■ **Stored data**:
┌──
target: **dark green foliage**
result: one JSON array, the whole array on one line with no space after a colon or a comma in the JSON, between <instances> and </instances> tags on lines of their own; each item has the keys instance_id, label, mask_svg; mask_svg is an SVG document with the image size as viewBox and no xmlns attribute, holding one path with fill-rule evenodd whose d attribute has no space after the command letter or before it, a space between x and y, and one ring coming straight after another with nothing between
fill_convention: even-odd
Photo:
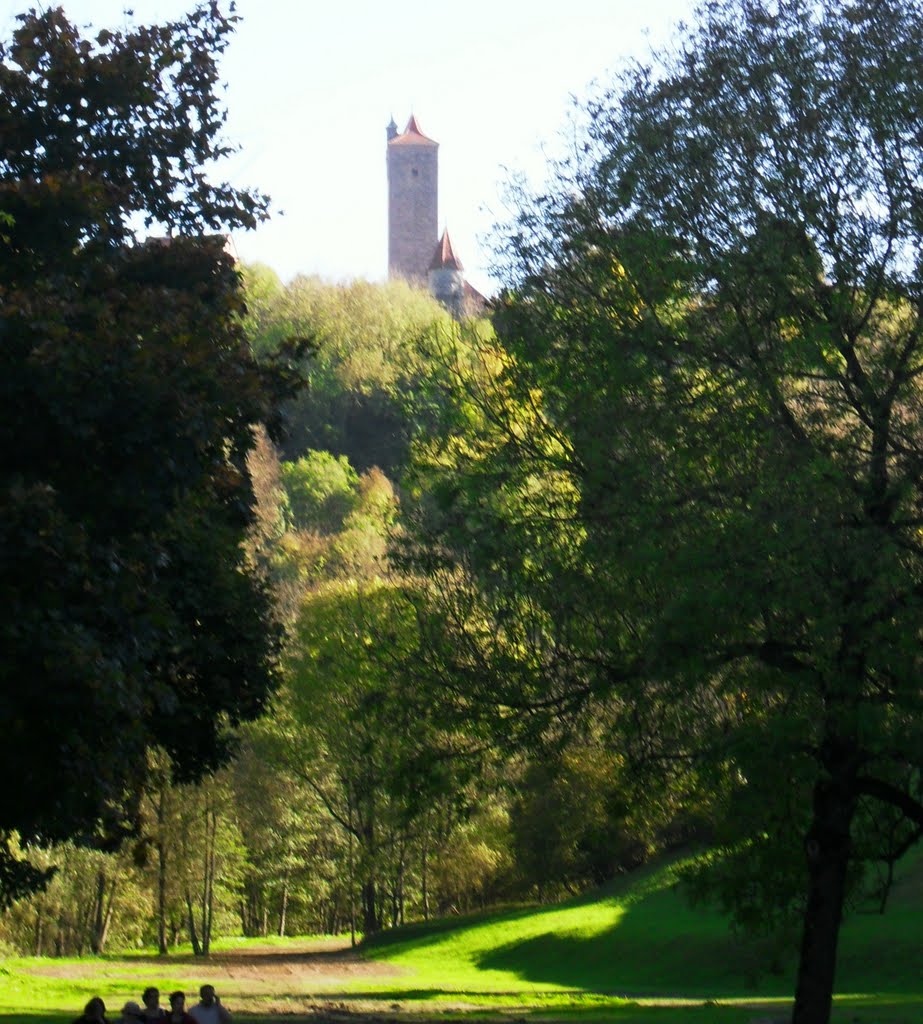
<instances>
[{"instance_id":1,"label":"dark green foliage","mask_svg":"<svg viewBox=\"0 0 923 1024\"><path fill-rule=\"evenodd\" d=\"M632 819L617 759L592 741L530 762L510 809L516 868L540 898L643 863L656 836ZM647 834L645 834L647 833Z\"/></svg>"},{"instance_id":2,"label":"dark green foliage","mask_svg":"<svg viewBox=\"0 0 923 1024\"><path fill-rule=\"evenodd\" d=\"M921 44L903 0L702 5L520 197L501 401L427 462L435 660L698 794L740 919L804 909L799 1021L923 834Z\"/></svg>"},{"instance_id":3,"label":"dark green foliage","mask_svg":"<svg viewBox=\"0 0 923 1024\"><path fill-rule=\"evenodd\" d=\"M0 48L0 830L109 845L147 747L221 763L273 677L245 571L253 427L289 381L251 359L212 185L233 19L84 40L60 9ZM132 218L182 234L136 244Z\"/></svg>"}]
</instances>

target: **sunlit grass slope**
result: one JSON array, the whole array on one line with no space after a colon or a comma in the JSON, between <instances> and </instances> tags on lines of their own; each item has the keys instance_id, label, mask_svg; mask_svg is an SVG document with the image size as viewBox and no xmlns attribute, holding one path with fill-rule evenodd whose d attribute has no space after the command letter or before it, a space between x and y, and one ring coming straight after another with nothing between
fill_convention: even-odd
<instances>
[{"instance_id":1,"label":"sunlit grass slope","mask_svg":"<svg viewBox=\"0 0 923 1024\"><path fill-rule=\"evenodd\" d=\"M251 1024L268 1020L267 1014L304 1019L298 1015L314 1001L378 1012L398 1003L426 1019L472 1006L515 1007L517 1014L573 1018L572 1024L783 1018L796 951L789 951L781 973L772 973L765 950L739 942L723 915L690 908L676 877L676 864L654 865L557 906L454 917L387 933L362 947L370 963L361 975L337 970L335 960L320 976L299 976L297 968L274 975L258 968L240 976L225 971L221 992L235 1016ZM844 927L834 1024L919 1024L923 851L902 866L888 913L872 909L860 908ZM218 951L231 947L273 956L281 951L297 964L304 940L224 940ZM139 951L69 961L0 960L0 1024L66 1024L97 992L119 1006L137 999L147 984L192 992L204 972L221 970L178 953L167 959Z\"/></svg>"},{"instance_id":2,"label":"sunlit grass slope","mask_svg":"<svg viewBox=\"0 0 923 1024\"><path fill-rule=\"evenodd\" d=\"M754 991L754 952L735 941L722 915L689 906L673 865L558 906L405 929L365 948L431 993L709 998ZM759 987L784 995L790 984L771 978Z\"/></svg>"},{"instance_id":3,"label":"sunlit grass slope","mask_svg":"<svg viewBox=\"0 0 923 1024\"><path fill-rule=\"evenodd\" d=\"M923 858L904 865L885 916L870 909L844 926L838 991L923 999ZM402 967L404 987L420 995L698 1000L790 996L796 953L772 973L765 947L738 941L722 914L689 906L675 865L555 907L404 929L365 950Z\"/></svg>"}]
</instances>

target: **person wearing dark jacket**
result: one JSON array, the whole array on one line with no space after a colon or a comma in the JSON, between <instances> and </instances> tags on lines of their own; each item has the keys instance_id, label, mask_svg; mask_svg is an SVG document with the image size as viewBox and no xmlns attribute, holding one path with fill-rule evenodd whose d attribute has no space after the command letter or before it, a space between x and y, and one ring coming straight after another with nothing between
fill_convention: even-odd
<instances>
[{"instance_id":1,"label":"person wearing dark jacket","mask_svg":"<svg viewBox=\"0 0 923 1024\"><path fill-rule=\"evenodd\" d=\"M148 985L141 995L141 1002L144 1003L141 1020L145 1024L157 1024L167 1019L166 1010L160 1005L160 989Z\"/></svg>"},{"instance_id":2,"label":"person wearing dark jacket","mask_svg":"<svg viewBox=\"0 0 923 1024\"><path fill-rule=\"evenodd\" d=\"M186 994L170 993L170 1012L167 1014L168 1024L196 1024L195 1018L186 1013Z\"/></svg>"},{"instance_id":3,"label":"person wearing dark jacket","mask_svg":"<svg viewBox=\"0 0 923 1024\"><path fill-rule=\"evenodd\" d=\"M83 1016L78 1017L74 1024L109 1024L106 1020L106 1004L99 996L93 996L83 1008Z\"/></svg>"}]
</instances>

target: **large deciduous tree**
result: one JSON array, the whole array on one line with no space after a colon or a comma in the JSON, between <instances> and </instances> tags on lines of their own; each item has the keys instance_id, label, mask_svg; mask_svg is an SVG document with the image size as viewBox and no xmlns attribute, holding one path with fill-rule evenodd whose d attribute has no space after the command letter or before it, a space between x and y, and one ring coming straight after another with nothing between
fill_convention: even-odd
<instances>
[{"instance_id":1,"label":"large deciduous tree","mask_svg":"<svg viewBox=\"0 0 923 1024\"><path fill-rule=\"evenodd\" d=\"M923 834L921 47L909 0L705 3L525 203L507 398L429 454L432 656L689 768L731 901L802 913L799 1024Z\"/></svg>"},{"instance_id":2,"label":"large deciduous tree","mask_svg":"<svg viewBox=\"0 0 923 1024\"><path fill-rule=\"evenodd\" d=\"M209 178L233 21L83 38L58 8L0 45L0 840L117 841L147 748L197 777L271 686L241 541L288 382L208 234L266 210ZM37 876L5 850L8 898Z\"/></svg>"}]
</instances>

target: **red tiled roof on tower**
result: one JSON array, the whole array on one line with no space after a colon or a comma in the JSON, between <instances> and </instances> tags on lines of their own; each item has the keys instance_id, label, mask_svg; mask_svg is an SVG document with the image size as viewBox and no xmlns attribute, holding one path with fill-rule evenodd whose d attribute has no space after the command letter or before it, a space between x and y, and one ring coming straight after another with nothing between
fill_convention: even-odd
<instances>
[{"instance_id":1,"label":"red tiled roof on tower","mask_svg":"<svg viewBox=\"0 0 923 1024\"><path fill-rule=\"evenodd\" d=\"M414 114L410 115L410 120L407 122L407 127L401 132L400 135L391 139L388 142L389 146L438 146L439 143L435 139L431 139L428 135L424 135L420 131L420 126L417 124L417 119Z\"/></svg>"},{"instance_id":2,"label":"red tiled roof on tower","mask_svg":"<svg viewBox=\"0 0 923 1024\"><path fill-rule=\"evenodd\" d=\"M439 244L436 246L436 252L433 255L432 262L429 265L430 270L464 270L465 268L461 265L461 260L455 255L455 250L452 248L452 239L449 238L449 229L446 228L442 232L442 238L439 239Z\"/></svg>"},{"instance_id":3,"label":"red tiled roof on tower","mask_svg":"<svg viewBox=\"0 0 923 1024\"><path fill-rule=\"evenodd\" d=\"M465 301L469 304L470 308L474 308L478 313L483 313L487 308L487 299L474 287L473 284L468 284L465 281Z\"/></svg>"}]
</instances>

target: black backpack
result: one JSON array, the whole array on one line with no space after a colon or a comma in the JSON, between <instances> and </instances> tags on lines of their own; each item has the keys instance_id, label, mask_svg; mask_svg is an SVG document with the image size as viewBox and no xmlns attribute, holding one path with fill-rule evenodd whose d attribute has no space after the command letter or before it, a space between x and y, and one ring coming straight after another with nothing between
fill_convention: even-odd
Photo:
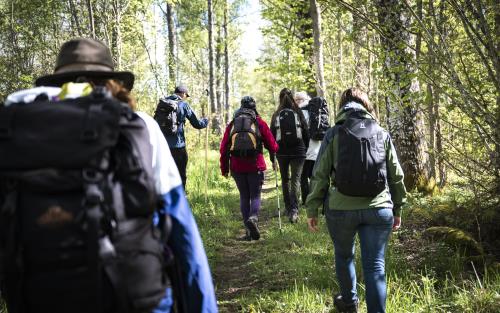
<instances>
[{"instance_id":1,"label":"black backpack","mask_svg":"<svg viewBox=\"0 0 500 313\"><path fill-rule=\"evenodd\" d=\"M144 121L101 88L19 103L0 108L0 151L9 312L151 312L169 282Z\"/></svg>"},{"instance_id":2,"label":"black backpack","mask_svg":"<svg viewBox=\"0 0 500 313\"><path fill-rule=\"evenodd\" d=\"M177 112L179 111L179 101L169 98L162 98L158 102L154 119L160 125L160 129L165 136L173 136L177 134L179 121L177 120Z\"/></svg>"},{"instance_id":3,"label":"black backpack","mask_svg":"<svg viewBox=\"0 0 500 313\"><path fill-rule=\"evenodd\" d=\"M229 153L237 157L255 157L262 153L262 138L254 110L240 109L236 112Z\"/></svg>"},{"instance_id":4,"label":"black backpack","mask_svg":"<svg viewBox=\"0 0 500 313\"><path fill-rule=\"evenodd\" d=\"M285 145L296 145L302 140L299 115L292 109L283 109L276 117L276 141Z\"/></svg>"},{"instance_id":5,"label":"black backpack","mask_svg":"<svg viewBox=\"0 0 500 313\"><path fill-rule=\"evenodd\" d=\"M375 197L387 186L386 133L377 122L354 112L338 130L335 186L342 194Z\"/></svg>"},{"instance_id":6,"label":"black backpack","mask_svg":"<svg viewBox=\"0 0 500 313\"><path fill-rule=\"evenodd\" d=\"M330 113L328 104L322 97L314 97L307 105L309 111L309 135L311 139L323 140L330 128Z\"/></svg>"}]
</instances>

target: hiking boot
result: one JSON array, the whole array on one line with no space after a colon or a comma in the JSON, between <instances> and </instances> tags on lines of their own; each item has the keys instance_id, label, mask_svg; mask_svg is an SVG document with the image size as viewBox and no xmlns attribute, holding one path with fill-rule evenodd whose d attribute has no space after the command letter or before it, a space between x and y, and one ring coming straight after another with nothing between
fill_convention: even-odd
<instances>
[{"instance_id":1,"label":"hiking boot","mask_svg":"<svg viewBox=\"0 0 500 313\"><path fill-rule=\"evenodd\" d=\"M338 294L333 298L333 305L339 313L358 313L359 301L355 300L353 303L345 303L342 295Z\"/></svg>"},{"instance_id":2,"label":"hiking boot","mask_svg":"<svg viewBox=\"0 0 500 313\"><path fill-rule=\"evenodd\" d=\"M250 231L250 238L252 238L253 240L260 239L259 226L257 225L258 220L259 219L257 218L257 216L250 216L245 222L245 226Z\"/></svg>"},{"instance_id":3,"label":"hiking boot","mask_svg":"<svg viewBox=\"0 0 500 313\"><path fill-rule=\"evenodd\" d=\"M292 223L292 224L297 223L299 220L299 213L293 212L292 214L290 214L289 219L290 219L290 223Z\"/></svg>"}]
</instances>

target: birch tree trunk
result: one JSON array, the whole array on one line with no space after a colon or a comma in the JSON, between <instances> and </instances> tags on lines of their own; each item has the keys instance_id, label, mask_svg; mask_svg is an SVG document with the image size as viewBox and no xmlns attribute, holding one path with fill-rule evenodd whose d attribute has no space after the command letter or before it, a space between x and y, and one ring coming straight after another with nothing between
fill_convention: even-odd
<instances>
[{"instance_id":1,"label":"birch tree trunk","mask_svg":"<svg viewBox=\"0 0 500 313\"><path fill-rule=\"evenodd\" d=\"M95 38L94 9L92 8L92 1L91 0L87 0L87 10L89 12L90 36L92 38Z\"/></svg>"},{"instance_id":2,"label":"birch tree trunk","mask_svg":"<svg viewBox=\"0 0 500 313\"><path fill-rule=\"evenodd\" d=\"M378 18L382 27L384 48L384 76L387 81L387 124L398 148L399 159L405 173L408 189L427 185L425 141L420 127L421 114L415 100L418 82L411 74L414 55L405 47L410 46L407 32L409 19L397 0L378 0Z\"/></svg>"},{"instance_id":3,"label":"birch tree trunk","mask_svg":"<svg viewBox=\"0 0 500 313\"><path fill-rule=\"evenodd\" d=\"M113 52L113 57L115 59L115 65L117 69L121 68L122 64L122 32L121 32L121 19L123 8L121 7L121 1L113 0L113 15L114 15L114 23L113 23L113 35L112 35L112 44L111 51Z\"/></svg>"},{"instance_id":4,"label":"birch tree trunk","mask_svg":"<svg viewBox=\"0 0 500 313\"><path fill-rule=\"evenodd\" d=\"M323 66L323 40L321 38L321 9L316 0L310 0L309 12L312 17L314 38L314 65L316 67L316 93L325 97L325 74Z\"/></svg>"},{"instance_id":5,"label":"birch tree trunk","mask_svg":"<svg viewBox=\"0 0 500 313\"><path fill-rule=\"evenodd\" d=\"M175 24L174 9L167 1L167 31L168 31L168 78L172 86L177 84L175 57Z\"/></svg>"},{"instance_id":6,"label":"birch tree trunk","mask_svg":"<svg viewBox=\"0 0 500 313\"><path fill-rule=\"evenodd\" d=\"M220 116L222 116L222 90L221 90L221 85L222 85L222 77L220 73L220 68L221 68L221 62L222 62L222 25L218 27L217 29L217 39L216 39L216 45L215 45L215 100L216 104L215 106L218 108L217 115L219 117L219 121L221 121ZM222 121L221 121L222 123Z\"/></svg>"},{"instance_id":7,"label":"birch tree trunk","mask_svg":"<svg viewBox=\"0 0 500 313\"><path fill-rule=\"evenodd\" d=\"M215 102L215 69L214 69L214 17L212 0L208 4L208 64L209 64L209 93L210 109L212 111L212 130L220 133L220 125L217 119L217 106Z\"/></svg>"},{"instance_id":8,"label":"birch tree trunk","mask_svg":"<svg viewBox=\"0 0 500 313\"><path fill-rule=\"evenodd\" d=\"M69 0L68 2L69 2L69 9L71 11L71 17L72 17L73 23L74 23L74 30L76 30L76 33L78 34L79 37L82 37L83 31L82 31L82 27L80 26L80 20L78 18L77 8L76 8L73 0Z\"/></svg>"},{"instance_id":9,"label":"birch tree trunk","mask_svg":"<svg viewBox=\"0 0 500 313\"><path fill-rule=\"evenodd\" d=\"M358 0L355 2L359 10L363 10L365 1ZM361 52L362 47L368 46L368 29L366 22L352 14L352 36L353 36L353 56L354 56L354 85L368 92L368 64Z\"/></svg>"},{"instance_id":10,"label":"birch tree trunk","mask_svg":"<svg viewBox=\"0 0 500 313\"><path fill-rule=\"evenodd\" d=\"M225 124L229 123L231 120L231 105L229 103L229 95L230 95L230 89L229 89L229 36L227 32L227 0L224 1L224 23L222 25L223 27L223 33L224 33L224 108L226 111L226 120Z\"/></svg>"}]
</instances>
└──
Once you have found every line above holding the word "target", copy those lines.

■ **RESULT OF THIS TASK**:
target: **dark green foliage**
target: **sunlit grass slope**
target: **person wearing dark jacket**
target: **large deciduous tree**
target: **red tiled roof on tower**
target: black backpack
target: hiking boot
target: birch tree trunk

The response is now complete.